Supplied data
* * * *
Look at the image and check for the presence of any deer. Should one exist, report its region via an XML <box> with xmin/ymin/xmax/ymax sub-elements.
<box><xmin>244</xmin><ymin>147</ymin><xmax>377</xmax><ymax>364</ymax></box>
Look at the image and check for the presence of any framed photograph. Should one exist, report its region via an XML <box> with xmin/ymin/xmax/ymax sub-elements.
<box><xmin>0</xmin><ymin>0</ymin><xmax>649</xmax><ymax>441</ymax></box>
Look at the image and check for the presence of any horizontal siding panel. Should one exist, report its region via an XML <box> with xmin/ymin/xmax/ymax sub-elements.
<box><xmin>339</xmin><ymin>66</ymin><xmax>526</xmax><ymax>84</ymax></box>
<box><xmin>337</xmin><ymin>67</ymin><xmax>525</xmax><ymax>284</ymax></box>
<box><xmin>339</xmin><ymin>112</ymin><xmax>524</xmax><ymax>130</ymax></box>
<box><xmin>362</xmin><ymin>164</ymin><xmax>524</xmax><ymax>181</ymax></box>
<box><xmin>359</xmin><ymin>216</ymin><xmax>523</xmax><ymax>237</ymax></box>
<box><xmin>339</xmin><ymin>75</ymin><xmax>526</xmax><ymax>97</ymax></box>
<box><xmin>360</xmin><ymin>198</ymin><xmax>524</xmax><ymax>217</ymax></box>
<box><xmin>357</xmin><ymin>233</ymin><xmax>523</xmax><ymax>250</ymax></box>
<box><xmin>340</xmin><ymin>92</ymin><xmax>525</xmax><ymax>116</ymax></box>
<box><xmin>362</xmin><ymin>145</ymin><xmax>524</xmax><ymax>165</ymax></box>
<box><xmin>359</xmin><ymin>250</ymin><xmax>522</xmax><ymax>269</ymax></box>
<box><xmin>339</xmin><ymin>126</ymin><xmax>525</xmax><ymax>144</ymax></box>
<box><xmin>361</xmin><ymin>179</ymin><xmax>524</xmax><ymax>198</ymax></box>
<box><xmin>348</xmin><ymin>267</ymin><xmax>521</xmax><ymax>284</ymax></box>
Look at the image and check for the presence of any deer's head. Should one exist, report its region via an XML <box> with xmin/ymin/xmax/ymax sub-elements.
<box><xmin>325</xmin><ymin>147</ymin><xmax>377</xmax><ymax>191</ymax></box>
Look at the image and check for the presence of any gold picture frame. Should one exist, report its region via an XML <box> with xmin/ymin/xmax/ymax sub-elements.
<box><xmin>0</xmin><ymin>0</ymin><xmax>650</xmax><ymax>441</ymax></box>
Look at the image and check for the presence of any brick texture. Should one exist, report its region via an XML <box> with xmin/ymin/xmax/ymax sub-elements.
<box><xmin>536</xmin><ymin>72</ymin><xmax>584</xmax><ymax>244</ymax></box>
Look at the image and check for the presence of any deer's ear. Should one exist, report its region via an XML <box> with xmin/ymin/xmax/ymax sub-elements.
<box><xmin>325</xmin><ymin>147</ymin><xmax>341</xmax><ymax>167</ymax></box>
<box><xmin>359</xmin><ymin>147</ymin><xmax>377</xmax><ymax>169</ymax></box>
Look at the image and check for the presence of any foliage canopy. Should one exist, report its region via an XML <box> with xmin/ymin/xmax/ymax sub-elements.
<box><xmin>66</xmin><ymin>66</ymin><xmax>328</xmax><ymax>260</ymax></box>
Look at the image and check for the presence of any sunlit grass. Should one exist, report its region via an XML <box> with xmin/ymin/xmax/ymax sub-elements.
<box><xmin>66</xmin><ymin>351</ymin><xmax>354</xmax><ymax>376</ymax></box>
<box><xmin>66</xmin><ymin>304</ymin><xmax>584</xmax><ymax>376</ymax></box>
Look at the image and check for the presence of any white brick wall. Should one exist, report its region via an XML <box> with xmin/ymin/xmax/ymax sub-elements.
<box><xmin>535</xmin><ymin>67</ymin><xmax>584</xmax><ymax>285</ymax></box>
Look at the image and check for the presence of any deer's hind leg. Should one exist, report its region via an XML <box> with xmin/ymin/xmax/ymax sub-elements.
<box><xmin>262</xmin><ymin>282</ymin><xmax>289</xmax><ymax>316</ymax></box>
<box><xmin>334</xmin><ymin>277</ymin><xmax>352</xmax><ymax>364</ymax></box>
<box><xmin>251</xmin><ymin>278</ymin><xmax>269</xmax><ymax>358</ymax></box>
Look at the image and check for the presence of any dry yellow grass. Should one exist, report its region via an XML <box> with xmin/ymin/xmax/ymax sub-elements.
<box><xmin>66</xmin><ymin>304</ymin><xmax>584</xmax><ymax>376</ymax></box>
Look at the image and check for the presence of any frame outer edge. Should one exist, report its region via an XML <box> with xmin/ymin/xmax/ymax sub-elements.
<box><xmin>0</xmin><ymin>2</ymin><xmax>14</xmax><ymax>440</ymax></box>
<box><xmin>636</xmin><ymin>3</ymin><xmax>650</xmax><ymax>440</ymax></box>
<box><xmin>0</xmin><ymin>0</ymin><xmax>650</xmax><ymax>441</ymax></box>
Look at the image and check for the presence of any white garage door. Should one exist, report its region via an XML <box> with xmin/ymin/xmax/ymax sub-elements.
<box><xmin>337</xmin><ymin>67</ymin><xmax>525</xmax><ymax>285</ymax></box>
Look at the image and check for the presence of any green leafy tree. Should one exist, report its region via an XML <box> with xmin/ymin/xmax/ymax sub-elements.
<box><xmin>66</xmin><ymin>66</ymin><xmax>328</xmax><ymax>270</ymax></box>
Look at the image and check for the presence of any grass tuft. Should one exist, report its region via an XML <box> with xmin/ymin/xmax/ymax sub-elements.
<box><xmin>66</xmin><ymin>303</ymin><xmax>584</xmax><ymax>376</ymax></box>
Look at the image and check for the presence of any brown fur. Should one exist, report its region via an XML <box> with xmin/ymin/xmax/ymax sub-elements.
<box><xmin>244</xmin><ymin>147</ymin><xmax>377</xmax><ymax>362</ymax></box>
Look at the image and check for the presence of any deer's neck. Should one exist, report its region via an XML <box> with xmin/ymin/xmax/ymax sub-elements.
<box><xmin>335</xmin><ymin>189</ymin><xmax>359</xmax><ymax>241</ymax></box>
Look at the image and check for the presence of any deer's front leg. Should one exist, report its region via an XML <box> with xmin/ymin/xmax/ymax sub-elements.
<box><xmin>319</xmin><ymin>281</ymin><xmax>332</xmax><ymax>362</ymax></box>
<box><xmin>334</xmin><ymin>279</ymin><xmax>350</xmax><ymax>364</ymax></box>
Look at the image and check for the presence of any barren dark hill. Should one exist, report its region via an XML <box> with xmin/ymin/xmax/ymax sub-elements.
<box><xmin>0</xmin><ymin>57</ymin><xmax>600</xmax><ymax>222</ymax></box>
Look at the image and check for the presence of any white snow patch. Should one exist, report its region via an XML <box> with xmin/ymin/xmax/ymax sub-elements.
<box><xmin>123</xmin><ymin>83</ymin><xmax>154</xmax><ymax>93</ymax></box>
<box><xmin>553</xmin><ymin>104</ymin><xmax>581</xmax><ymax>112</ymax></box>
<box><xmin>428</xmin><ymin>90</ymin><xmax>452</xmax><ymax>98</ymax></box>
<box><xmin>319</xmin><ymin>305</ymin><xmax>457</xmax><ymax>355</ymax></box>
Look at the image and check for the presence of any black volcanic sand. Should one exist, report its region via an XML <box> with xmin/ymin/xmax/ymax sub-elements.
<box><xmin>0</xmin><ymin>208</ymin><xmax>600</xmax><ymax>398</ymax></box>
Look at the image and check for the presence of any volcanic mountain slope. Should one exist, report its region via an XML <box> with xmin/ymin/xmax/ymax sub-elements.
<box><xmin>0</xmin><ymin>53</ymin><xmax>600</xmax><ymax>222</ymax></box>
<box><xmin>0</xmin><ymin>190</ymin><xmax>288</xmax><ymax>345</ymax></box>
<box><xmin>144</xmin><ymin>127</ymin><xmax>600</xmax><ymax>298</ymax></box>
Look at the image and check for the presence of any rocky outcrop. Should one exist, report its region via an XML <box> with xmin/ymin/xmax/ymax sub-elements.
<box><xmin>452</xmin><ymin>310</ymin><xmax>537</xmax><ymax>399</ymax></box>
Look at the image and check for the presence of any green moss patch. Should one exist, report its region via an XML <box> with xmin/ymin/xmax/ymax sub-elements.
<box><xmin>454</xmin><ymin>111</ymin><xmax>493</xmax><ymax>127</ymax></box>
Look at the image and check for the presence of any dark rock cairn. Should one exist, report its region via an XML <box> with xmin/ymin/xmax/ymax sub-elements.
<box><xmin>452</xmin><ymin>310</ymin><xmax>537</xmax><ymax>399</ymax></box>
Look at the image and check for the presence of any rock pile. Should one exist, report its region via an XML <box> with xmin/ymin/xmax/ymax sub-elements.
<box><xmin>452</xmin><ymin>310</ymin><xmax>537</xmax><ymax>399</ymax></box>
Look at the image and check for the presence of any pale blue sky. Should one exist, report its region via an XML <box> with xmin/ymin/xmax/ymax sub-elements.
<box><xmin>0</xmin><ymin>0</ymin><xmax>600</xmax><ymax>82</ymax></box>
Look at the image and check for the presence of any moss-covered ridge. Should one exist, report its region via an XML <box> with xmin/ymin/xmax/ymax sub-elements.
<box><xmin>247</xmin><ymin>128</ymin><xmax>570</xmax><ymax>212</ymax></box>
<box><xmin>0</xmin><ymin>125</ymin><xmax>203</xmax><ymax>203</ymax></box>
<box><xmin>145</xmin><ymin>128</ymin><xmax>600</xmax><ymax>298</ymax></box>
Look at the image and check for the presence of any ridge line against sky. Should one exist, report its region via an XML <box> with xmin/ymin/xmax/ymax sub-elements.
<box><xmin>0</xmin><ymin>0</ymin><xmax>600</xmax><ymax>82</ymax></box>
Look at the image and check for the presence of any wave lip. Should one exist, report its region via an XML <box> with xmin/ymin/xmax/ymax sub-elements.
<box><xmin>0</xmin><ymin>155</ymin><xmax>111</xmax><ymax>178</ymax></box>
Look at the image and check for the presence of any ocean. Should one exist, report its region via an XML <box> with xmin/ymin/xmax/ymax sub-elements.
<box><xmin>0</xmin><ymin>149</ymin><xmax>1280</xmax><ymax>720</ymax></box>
* * * *
Locate each line in the listing that contains the word "white", and copy those lines.

Look at the image and check for the presence of any white brick wall. Should one exist, report its region via an XML <box> with xmin/ymin/xmax/ymax sub-elements.
Look at the image and check for the presence of any white garage door. Should one exist, report its region via an XML <box> with xmin/ymin/xmax/ymax sub-elements.
Look at the image and check for the presence of any white snow patch. Should one exist, report its region via an XML <box> with xmin/ymin/xmax/ymax sub-elements.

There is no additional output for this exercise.